» **AIM OF THE EXERCISE**
Set out every line of the records below as a JSON list of strings, with one string per line and blank lines left out.

-- Begin --

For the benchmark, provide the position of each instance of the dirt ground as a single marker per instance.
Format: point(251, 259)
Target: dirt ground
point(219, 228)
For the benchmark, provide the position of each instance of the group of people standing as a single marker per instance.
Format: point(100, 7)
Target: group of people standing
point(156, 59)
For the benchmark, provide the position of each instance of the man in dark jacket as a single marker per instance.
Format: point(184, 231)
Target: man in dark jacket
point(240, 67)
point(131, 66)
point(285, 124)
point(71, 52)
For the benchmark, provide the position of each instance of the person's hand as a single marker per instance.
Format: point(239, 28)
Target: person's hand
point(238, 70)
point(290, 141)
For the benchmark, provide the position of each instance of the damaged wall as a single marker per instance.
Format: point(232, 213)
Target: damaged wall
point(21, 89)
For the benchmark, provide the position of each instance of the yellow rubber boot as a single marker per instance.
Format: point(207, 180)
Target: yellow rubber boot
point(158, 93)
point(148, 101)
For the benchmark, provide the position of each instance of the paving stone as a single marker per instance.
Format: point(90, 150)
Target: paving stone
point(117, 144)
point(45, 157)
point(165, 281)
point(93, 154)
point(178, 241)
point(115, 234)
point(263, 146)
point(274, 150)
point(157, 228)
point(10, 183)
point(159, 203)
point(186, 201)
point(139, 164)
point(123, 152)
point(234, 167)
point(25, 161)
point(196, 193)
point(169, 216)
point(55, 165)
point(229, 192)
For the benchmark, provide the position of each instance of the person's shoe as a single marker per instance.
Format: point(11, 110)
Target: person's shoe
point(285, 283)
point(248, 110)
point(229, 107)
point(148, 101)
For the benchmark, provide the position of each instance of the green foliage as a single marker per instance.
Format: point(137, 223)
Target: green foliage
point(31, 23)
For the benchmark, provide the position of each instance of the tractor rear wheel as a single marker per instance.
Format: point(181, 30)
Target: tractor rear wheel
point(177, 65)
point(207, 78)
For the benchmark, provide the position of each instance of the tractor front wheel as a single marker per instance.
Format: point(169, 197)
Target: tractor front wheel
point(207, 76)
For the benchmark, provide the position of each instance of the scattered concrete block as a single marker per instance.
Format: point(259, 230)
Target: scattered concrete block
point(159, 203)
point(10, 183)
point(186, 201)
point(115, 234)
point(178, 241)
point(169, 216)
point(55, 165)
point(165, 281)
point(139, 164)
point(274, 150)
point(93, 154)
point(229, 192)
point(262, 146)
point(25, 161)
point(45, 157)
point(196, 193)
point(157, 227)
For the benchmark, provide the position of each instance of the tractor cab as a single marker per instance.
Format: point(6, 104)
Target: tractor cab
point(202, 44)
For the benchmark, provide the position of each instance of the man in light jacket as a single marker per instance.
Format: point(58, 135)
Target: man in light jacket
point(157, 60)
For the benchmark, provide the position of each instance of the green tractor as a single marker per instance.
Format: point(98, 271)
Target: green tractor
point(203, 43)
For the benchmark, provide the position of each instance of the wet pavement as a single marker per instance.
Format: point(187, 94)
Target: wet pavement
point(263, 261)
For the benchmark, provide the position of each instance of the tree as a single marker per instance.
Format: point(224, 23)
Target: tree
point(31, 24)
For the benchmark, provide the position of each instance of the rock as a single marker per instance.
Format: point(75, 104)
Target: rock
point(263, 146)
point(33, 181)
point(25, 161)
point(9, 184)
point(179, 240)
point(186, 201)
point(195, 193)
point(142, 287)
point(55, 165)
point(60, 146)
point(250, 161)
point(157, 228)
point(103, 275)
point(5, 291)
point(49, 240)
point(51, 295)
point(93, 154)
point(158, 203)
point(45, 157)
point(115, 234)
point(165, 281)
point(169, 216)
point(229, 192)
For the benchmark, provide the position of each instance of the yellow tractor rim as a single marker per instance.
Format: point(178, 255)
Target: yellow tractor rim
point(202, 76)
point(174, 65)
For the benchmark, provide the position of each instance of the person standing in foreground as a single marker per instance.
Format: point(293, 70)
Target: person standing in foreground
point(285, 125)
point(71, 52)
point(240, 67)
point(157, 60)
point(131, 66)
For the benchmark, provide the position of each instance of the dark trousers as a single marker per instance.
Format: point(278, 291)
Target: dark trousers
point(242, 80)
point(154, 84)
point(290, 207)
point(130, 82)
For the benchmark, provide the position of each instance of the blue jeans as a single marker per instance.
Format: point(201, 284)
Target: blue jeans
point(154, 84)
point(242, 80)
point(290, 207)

-- End --

» **THE RESPONSE**
[
  "For the benchmark, provide the position of each instance of the dirt ground as a single marker per instance.",
  "Format: point(251, 259)",
  "Target: dirt ground",
  "point(219, 228)",
  "For the benchmark, provide the position of each instance of the group of people standing as a single marker per instance.",
  "Format: point(100, 7)",
  "Target: group of people standing",
  "point(156, 59)",
  "For the benchmark, provide the position of each instance of the man in dark jacket as a single marker per instance.",
  "Format: point(184, 231)",
  "Target: man in dark jacket",
  "point(240, 67)",
  "point(131, 66)",
  "point(285, 124)",
  "point(71, 52)",
  "For the benchmark, provide the position of each instance of the person's hand as a single marker per instance.",
  "Format: point(239, 28)",
  "Target: person's hand",
  "point(238, 70)",
  "point(290, 141)",
  "For the benchmark, provide the position of each instance of the damaged wall as a single marker per instance.",
  "Format: point(232, 213)",
  "Target: damaged wall",
  "point(21, 89)",
  "For the benchmark, provide the position of each instance of the yellow rubber boot as a single marker per instance.",
  "Format: point(207, 180)",
  "Target: yellow rubber boot",
  "point(158, 93)",
  "point(148, 101)",
  "For the benchmark, provide the position of each instance of the paving stone as a single marker per instance.",
  "Format: point(90, 150)",
  "Target: paving stone",
  "point(117, 144)",
  "point(45, 157)",
  "point(165, 281)",
  "point(93, 154)",
  "point(178, 241)",
  "point(115, 234)",
  "point(263, 146)",
  "point(274, 150)",
  "point(157, 228)",
  "point(10, 183)",
  "point(159, 203)",
  "point(186, 201)",
  "point(139, 164)",
  "point(123, 152)",
  "point(234, 167)",
  "point(25, 161)",
  "point(196, 193)",
  "point(169, 216)",
  "point(55, 165)",
  "point(229, 192)",
  "For the benchmark, provide the position of each instance of the person's shoe as a single marker per instance.",
  "Format: point(11, 110)",
  "Target: person's shoe",
  "point(285, 283)",
  "point(248, 110)",
  "point(229, 107)",
  "point(148, 101)",
  "For the benchmark, provide the position of each instance of the green foliage as a single marker per instance.",
  "Format: point(137, 223)",
  "Target: green foliage",
  "point(31, 23)",
  "For the benchmark, provide the position of each instance of the tractor rear wheel as a single marker per instance.",
  "Format: point(181, 30)",
  "Target: tractor rear wheel",
  "point(177, 65)",
  "point(207, 78)",
  "For the benchmark, provide the position of each instance of the tractor front wheel as a single marker per instance.",
  "Format: point(169, 197)",
  "Target: tractor front wheel",
  "point(207, 76)",
  "For the benchmark, provide the position of each instance of the scattered concrete block as a single marker per instance.",
  "Format: point(259, 230)",
  "Target: scattered concrete block",
  "point(159, 203)",
  "point(10, 183)",
  "point(186, 201)",
  "point(115, 234)",
  "point(178, 241)",
  "point(169, 216)",
  "point(55, 165)",
  "point(165, 281)",
  "point(139, 164)",
  "point(274, 150)",
  "point(93, 154)",
  "point(229, 192)",
  "point(262, 146)",
  "point(25, 161)",
  "point(45, 157)",
  "point(196, 193)",
  "point(157, 227)",
  "For the benchmark, provide the position of each instance of the tractor cab as a single marker per instance.",
  "Format: point(6, 104)",
  "Target: tractor cab",
  "point(202, 44)",
  "For the benchmark, provide the position of each instance of the man in light jacket as a single marker per instance.",
  "Format: point(58, 135)",
  "Target: man in light jacket",
  "point(157, 60)",
  "For the benchmark, provide the position of each instance of the green tractor as a single marker per instance.",
  "Format: point(98, 271)",
  "Target: green tractor",
  "point(203, 43)",
  "For the benchmark, provide the position of each instance of the wet pavement as a single marker per instance.",
  "Format: point(187, 94)",
  "Target: wet pavement",
  "point(263, 261)",
  "For the benchmark, provide the position of each instance of the tree as a single marker per instance.",
  "Format: point(224, 23)",
  "Target: tree",
  "point(31, 24)",
  "For the benchmark, provide the position of each instance of the rock as a single marker per instance.",
  "Format: point(75, 104)",
  "Target: rock",
  "point(263, 146)",
  "point(33, 181)",
  "point(25, 161)",
  "point(9, 184)",
  "point(179, 240)",
  "point(186, 201)",
  "point(195, 193)",
  "point(142, 287)",
  "point(55, 165)",
  "point(60, 146)",
  "point(250, 161)",
  "point(157, 228)",
  "point(103, 275)",
  "point(5, 291)",
  "point(49, 240)",
  "point(51, 295)",
  "point(93, 154)",
  "point(158, 203)",
  "point(45, 157)",
  "point(115, 234)",
  "point(165, 281)",
  "point(169, 216)",
  "point(229, 192)",
  "For the benchmark, provide the position of each instance of the yellow tractor rim as a single marker per instance.",
  "Format: point(178, 255)",
  "Target: yellow tractor rim",
  "point(202, 76)",
  "point(174, 65)",
  "For the benchmark, provide the position of each instance of the person standing in foreground as a single marker per instance.",
  "Format: point(293, 70)",
  "Target: person standing in foreground",
  "point(285, 125)",
  "point(71, 52)",
  "point(240, 67)",
  "point(157, 60)",
  "point(131, 66)",
  "For the benchmark, provide the position of each instance of the dark trousers as a single marker per instance.",
  "Format: point(278, 291)",
  "Target: dark trousers",
  "point(242, 80)",
  "point(154, 84)",
  "point(290, 207)",
  "point(130, 82)",
  "For the benchmark, provide the position of each instance of the blue jeans as a single marker per instance.",
  "Format: point(201, 284)",
  "Target: blue jeans",
  "point(154, 84)",
  "point(242, 80)",
  "point(290, 207)"
]